### Task inputs
———

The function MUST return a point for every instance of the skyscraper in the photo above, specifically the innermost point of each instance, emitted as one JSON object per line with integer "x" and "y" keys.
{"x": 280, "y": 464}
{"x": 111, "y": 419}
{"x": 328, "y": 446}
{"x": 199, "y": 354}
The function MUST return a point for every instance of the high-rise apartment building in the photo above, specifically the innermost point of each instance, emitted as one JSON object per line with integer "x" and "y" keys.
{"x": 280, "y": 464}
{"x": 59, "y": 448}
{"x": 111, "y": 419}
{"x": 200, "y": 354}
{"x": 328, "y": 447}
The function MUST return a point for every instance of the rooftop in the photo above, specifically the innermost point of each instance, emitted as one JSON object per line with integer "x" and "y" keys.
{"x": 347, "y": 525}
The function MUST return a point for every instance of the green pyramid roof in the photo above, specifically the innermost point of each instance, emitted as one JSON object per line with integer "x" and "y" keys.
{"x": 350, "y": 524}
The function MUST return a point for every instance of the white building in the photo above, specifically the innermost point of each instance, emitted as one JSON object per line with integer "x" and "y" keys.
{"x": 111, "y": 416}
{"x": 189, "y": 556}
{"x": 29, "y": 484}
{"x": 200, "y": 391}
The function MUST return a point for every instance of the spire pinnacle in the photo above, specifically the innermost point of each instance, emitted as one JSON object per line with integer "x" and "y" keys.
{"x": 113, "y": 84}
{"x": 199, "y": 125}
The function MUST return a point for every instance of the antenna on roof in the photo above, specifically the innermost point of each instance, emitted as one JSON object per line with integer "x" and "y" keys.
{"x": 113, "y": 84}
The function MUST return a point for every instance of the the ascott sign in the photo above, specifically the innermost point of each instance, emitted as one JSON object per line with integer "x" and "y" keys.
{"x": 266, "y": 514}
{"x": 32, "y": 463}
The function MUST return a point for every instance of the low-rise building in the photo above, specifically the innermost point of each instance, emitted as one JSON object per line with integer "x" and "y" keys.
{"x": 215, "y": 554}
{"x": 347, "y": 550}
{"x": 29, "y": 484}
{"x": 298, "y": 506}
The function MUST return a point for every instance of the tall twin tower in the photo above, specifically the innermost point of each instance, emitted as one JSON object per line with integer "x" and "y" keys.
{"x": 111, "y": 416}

———

### The problem
Please edit the material above, replacing each "innermost point" with "central point" and leaving everything else unchanged.

### Worked solution
The function MUST return a point for every instance of the skyscraper in the photo above, specifically the central point of each instance, emitted as one JSON object per line with integer "x" and "y" keys.
{"x": 280, "y": 464}
{"x": 111, "y": 419}
{"x": 328, "y": 446}
{"x": 199, "y": 354}
The function MUST return a point for every instance of the high-rise apartment building in the photo above, specifically the central point of each instance, emitted as one JSON object per line with integer "x" and "y" keys.
{"x": 280, "y": 464}
{"x": 59, "y": 448}
{"x": 111, "y": 419}
{"x": 200, "y": 354}
{"x": 328, "y": 447}
The function MUST return a point for every instance of the rooftop in the photo above, specifically the central point of each instance, emitted as one JSON object per line with integer "x" and "y" keys.
{"x": 347, "y": 525}
The function MUST return a point for every instance of the green pyramid roof in the photo above, specifically the central point of each instance, emitted as one JSON object per line with integer "x" and "y" keys.
{"x": 350, "y": 524}
The function MUST return a point for every instance of the white building in the photo above, specifically the central point of each instance, emitted as one JSON object per line with integer "x" and "y" keys.
{"x": 111, "y": 416}
{"x": 189, "y": 556}
{"x": 29, "y": 484}
{"x": 200, "y": 391}
The function MUST return a point for every instance of the spire pinnacle in the photo above, specifically the central point of each instance, emitted as one JSON object per line with integer "x" and "y" keys.
{"x": 113, "y": 84}
{"x": 199, "y": 125}
The function MUST return a point for every instance of the antenna on roof in the photo above, specifically the central point of each instance, emitted as one JSON object per line with integer "x" and "y" keys.
{"x": 113, "y": 84}
The function MUST return a point for every instance of the the ascott sign in the photo above, specifically the central point of each instance, emitted as one JSON object per line with integer "x" and "y" keys.
{"x": 266, "y": 514}
{"x": 32, "y": 463}
The function MUST return a point for every instance of the low-rise building in the photo above, specifically the central point of each instance, emitted as one JSON object per line with integer "x" and "y" keys.
{"x": 215, "y": 554}
{"x": 347, "y": 550}
{"x": 29, "y": 484}
{"x": 298, "y": 506}
The function MUST return a point for every instance of the tall twin tower in the photo above, specifically the central point of each instance, emitted as one JSON object per line with integer "x" and "y" keys.
{"x": 111, "y": 416}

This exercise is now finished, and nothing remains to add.